**Aim of the exercise**. In the records below, locate the line containing "Please put a point on the windshield frame", then extract it and all following lines exactly, ending with the last line.

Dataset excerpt
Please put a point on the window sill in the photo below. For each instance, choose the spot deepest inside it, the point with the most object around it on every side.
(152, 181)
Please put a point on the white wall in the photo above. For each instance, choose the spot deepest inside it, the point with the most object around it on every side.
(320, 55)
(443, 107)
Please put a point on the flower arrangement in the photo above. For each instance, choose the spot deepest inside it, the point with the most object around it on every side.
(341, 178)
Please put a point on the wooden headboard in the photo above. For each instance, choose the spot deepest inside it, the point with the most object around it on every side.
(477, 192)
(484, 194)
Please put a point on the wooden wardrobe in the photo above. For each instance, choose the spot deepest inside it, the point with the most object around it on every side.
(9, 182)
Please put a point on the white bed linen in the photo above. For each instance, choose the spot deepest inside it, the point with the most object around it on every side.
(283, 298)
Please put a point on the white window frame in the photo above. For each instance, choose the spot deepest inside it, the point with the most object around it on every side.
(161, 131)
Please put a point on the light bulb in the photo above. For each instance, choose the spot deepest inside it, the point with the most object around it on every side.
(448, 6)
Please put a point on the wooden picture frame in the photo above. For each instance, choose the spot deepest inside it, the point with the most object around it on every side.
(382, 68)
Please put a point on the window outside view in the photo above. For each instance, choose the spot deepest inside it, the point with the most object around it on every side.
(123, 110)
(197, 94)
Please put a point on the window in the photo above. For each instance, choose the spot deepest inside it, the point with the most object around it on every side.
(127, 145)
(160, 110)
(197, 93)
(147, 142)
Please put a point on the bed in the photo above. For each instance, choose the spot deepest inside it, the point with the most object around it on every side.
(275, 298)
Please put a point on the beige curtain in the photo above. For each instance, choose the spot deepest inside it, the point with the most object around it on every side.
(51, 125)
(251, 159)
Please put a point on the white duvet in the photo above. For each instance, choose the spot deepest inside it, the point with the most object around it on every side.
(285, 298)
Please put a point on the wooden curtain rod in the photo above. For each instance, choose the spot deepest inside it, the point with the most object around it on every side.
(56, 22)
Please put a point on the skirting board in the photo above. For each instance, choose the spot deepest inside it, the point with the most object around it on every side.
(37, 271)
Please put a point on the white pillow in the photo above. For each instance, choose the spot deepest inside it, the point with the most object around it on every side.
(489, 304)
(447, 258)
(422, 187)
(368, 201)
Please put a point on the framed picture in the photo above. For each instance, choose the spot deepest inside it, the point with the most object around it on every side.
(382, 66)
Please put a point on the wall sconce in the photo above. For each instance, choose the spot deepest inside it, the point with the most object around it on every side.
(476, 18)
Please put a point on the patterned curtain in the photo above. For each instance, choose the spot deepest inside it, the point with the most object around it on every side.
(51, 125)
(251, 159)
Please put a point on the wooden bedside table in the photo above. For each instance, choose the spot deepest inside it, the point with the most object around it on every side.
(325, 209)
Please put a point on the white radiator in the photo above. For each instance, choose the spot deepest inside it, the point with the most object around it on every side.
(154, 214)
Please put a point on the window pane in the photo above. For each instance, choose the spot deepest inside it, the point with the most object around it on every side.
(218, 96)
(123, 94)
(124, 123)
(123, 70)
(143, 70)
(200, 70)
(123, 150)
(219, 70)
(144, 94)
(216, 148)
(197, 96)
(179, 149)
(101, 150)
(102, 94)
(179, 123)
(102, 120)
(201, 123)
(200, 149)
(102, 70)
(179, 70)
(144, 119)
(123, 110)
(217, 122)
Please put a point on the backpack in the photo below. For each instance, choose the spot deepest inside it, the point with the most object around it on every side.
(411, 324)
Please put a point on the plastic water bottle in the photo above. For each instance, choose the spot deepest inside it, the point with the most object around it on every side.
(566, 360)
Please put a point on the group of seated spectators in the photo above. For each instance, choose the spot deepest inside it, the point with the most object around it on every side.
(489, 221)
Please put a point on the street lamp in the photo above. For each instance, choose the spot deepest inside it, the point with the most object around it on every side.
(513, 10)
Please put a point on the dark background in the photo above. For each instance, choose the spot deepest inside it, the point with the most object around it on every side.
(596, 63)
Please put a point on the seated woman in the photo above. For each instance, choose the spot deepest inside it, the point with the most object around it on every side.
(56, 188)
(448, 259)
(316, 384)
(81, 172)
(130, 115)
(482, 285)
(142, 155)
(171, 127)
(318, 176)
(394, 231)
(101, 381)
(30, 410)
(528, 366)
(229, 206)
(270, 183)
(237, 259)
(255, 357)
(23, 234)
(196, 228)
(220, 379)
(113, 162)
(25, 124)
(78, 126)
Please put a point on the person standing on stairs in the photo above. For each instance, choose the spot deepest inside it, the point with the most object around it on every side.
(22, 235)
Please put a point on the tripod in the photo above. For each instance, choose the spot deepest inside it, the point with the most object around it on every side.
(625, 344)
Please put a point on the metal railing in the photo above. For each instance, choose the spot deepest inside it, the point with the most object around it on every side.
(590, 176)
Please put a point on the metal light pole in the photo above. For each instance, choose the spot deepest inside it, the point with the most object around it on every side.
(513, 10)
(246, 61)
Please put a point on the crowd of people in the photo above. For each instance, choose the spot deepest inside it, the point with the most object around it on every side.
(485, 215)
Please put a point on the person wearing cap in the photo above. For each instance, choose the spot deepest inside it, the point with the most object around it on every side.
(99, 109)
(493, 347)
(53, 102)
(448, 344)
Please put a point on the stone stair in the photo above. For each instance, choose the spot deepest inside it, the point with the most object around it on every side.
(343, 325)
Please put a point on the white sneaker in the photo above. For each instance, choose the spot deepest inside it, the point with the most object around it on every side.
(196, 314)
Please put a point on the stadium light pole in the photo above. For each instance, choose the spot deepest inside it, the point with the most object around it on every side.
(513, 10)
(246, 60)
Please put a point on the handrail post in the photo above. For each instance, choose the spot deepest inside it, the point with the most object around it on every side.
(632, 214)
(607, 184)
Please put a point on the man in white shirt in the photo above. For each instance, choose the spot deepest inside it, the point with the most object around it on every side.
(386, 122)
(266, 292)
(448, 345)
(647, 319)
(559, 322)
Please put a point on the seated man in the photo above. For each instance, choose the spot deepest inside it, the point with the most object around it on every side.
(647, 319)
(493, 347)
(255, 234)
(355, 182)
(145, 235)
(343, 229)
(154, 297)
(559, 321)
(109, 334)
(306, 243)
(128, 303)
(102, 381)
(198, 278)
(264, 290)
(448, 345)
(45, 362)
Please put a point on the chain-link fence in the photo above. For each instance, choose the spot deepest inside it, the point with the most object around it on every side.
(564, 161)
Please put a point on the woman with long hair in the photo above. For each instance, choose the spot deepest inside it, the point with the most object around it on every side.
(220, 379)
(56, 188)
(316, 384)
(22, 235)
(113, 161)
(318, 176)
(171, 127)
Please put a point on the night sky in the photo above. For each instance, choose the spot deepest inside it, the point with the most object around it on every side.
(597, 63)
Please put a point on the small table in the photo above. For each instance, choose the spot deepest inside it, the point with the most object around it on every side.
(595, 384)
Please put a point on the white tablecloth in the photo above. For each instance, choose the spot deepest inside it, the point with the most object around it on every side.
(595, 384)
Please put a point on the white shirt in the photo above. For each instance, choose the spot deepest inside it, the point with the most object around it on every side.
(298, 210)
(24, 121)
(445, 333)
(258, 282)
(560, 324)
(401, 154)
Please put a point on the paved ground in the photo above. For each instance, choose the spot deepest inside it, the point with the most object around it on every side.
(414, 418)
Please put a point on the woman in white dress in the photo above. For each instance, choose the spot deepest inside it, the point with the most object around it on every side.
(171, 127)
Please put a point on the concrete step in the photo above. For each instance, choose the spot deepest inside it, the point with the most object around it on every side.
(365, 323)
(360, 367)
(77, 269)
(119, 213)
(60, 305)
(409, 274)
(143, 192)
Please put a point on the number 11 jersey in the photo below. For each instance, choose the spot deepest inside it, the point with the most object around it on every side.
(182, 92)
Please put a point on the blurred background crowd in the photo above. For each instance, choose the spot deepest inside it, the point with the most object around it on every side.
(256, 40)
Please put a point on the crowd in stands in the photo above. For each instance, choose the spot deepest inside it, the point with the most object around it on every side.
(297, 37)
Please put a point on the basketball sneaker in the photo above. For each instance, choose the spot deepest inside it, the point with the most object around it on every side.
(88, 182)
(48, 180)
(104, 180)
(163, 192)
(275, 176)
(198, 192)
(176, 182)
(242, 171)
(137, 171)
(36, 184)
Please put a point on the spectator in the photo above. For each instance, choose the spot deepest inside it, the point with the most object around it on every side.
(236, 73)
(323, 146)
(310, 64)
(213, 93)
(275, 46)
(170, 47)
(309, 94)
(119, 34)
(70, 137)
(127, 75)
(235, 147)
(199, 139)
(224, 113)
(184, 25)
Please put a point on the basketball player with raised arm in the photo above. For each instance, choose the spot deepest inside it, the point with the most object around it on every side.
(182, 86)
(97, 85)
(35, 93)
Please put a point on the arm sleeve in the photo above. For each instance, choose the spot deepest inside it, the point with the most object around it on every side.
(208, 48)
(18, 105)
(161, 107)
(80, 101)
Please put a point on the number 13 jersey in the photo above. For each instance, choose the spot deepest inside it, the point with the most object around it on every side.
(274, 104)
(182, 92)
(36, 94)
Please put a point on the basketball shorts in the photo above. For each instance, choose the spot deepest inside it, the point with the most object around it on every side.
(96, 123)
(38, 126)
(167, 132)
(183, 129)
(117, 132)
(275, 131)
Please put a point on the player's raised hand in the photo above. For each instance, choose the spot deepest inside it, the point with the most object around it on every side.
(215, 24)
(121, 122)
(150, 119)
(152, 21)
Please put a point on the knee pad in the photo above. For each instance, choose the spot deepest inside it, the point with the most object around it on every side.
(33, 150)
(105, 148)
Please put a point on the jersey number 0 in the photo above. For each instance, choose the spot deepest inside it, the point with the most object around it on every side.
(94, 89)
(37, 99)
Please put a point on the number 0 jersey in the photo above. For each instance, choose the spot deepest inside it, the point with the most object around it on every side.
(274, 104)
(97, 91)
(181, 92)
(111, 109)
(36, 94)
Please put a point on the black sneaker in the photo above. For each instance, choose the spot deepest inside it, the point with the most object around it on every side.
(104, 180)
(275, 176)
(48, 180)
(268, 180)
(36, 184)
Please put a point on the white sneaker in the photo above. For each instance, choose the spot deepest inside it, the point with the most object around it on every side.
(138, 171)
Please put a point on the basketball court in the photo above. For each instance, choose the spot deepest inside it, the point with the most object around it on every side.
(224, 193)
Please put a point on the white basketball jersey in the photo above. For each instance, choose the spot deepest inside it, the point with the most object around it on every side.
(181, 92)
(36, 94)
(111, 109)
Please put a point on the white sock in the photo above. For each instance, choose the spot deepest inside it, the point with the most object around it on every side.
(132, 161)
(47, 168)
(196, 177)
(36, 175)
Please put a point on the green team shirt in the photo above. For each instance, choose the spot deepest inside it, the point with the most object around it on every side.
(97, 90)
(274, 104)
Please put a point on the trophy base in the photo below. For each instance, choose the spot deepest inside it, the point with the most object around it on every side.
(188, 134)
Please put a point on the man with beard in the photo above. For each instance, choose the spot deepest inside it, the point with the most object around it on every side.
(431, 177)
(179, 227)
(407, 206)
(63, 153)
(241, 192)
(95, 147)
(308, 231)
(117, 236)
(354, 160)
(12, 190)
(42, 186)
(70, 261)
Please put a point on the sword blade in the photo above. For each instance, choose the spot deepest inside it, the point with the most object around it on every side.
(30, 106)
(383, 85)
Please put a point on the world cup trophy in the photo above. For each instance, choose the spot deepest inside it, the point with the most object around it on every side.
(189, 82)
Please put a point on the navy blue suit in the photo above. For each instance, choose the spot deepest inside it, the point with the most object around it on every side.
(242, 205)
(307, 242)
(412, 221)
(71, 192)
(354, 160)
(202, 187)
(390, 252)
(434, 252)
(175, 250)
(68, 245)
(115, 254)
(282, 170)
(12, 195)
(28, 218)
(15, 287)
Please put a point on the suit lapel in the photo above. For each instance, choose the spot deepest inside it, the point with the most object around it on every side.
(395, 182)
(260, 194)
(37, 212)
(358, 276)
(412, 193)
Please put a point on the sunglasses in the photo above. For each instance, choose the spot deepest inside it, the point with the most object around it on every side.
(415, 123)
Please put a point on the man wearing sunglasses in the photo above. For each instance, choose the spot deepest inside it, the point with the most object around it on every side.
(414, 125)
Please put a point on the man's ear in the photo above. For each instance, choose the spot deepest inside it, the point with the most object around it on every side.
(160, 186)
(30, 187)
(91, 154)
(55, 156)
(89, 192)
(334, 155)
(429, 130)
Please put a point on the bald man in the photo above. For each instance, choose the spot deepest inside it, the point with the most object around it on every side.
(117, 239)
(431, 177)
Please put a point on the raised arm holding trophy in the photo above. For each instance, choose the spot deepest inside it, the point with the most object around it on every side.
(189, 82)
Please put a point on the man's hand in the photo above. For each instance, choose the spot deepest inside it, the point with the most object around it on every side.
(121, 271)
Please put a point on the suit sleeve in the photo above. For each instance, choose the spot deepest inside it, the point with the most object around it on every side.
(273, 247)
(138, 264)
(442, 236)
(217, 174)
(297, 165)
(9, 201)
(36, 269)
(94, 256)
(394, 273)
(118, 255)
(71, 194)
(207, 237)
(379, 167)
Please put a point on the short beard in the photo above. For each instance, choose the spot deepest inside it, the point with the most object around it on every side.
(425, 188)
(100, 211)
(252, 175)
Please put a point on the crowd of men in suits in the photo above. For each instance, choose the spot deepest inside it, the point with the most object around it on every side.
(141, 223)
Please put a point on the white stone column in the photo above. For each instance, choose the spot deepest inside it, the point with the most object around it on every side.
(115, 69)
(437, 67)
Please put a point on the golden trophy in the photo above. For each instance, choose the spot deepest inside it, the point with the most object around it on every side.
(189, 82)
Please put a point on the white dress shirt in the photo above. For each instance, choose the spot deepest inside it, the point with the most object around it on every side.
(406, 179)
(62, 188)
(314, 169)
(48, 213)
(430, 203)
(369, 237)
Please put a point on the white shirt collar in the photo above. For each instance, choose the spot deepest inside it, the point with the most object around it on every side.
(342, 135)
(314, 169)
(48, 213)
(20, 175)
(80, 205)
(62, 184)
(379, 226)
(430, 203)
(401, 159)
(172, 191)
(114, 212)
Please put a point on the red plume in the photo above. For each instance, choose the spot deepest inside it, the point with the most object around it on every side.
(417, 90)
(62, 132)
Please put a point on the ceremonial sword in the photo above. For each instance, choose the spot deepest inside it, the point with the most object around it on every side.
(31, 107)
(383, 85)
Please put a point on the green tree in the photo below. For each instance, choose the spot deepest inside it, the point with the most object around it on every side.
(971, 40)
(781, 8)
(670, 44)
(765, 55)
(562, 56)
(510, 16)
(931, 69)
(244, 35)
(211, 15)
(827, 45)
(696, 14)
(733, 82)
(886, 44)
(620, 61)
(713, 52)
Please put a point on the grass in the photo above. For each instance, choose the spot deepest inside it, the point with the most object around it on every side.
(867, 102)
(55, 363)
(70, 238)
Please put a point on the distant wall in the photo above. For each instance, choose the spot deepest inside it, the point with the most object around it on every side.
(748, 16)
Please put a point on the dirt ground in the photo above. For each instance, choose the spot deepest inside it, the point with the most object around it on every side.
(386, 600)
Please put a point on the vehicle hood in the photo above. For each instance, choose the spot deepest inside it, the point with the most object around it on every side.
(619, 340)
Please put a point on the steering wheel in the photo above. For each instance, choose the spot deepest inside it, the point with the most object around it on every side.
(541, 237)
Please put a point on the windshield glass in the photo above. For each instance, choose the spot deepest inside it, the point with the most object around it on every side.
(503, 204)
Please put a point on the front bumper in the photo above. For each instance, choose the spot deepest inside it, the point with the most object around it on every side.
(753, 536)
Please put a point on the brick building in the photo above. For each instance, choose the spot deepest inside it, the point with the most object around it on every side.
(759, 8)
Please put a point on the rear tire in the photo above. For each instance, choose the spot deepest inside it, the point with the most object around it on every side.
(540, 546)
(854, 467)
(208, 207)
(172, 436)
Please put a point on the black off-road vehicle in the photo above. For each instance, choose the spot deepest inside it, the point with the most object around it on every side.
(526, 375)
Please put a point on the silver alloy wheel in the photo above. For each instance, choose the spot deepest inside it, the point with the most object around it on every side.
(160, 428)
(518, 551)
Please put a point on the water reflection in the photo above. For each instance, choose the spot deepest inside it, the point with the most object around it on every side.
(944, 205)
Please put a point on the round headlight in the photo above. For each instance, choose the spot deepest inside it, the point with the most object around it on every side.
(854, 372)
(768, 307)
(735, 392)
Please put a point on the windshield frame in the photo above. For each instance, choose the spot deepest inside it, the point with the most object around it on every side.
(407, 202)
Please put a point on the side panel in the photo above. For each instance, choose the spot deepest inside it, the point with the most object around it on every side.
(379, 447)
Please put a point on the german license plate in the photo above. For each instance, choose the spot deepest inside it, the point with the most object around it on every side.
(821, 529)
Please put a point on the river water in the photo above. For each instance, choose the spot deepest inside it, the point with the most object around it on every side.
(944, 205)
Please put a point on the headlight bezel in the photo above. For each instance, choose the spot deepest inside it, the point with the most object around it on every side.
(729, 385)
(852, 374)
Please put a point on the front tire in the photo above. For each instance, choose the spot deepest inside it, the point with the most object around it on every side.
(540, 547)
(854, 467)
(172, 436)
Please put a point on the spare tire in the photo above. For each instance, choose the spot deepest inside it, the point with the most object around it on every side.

**Completed task**.
Please put a point on the windshield frame in the photo above. For each instance, choose the spot deepest inside it, the point with the most object around it on every side.
(407, 202)
Please put a point on the side panel in the photo above. For each instance, choose the spot deepest inside it, the point with the most object around it on every side.
(379, 447)
Please put a point on the german license plate in the photo above. For each instance, choose the spot deepest inside it, the point with the most object around it on every side.
(821, 529)
Please put a point on the river water in the photo above. For each instance, choose the spot deepest inside it, the point with the most object around it on every side.
(944, 205)
Please put a point on the headlight bezel in the photo above. For each instance, choose the spot deepest inside it, the point with the most object around it on every side.
(729, 385)
(852, 374)
Please put a point on the front tire in the photo above. For each instance, choose the spot deepest inside it, the point with the most object around it on every side.
(540, 547)
(854, 467)
(172, 436)
Please put a point on the spare tire in the photo above. For each instance, choose the spot deepest inside it, the point with the most object around it on every side.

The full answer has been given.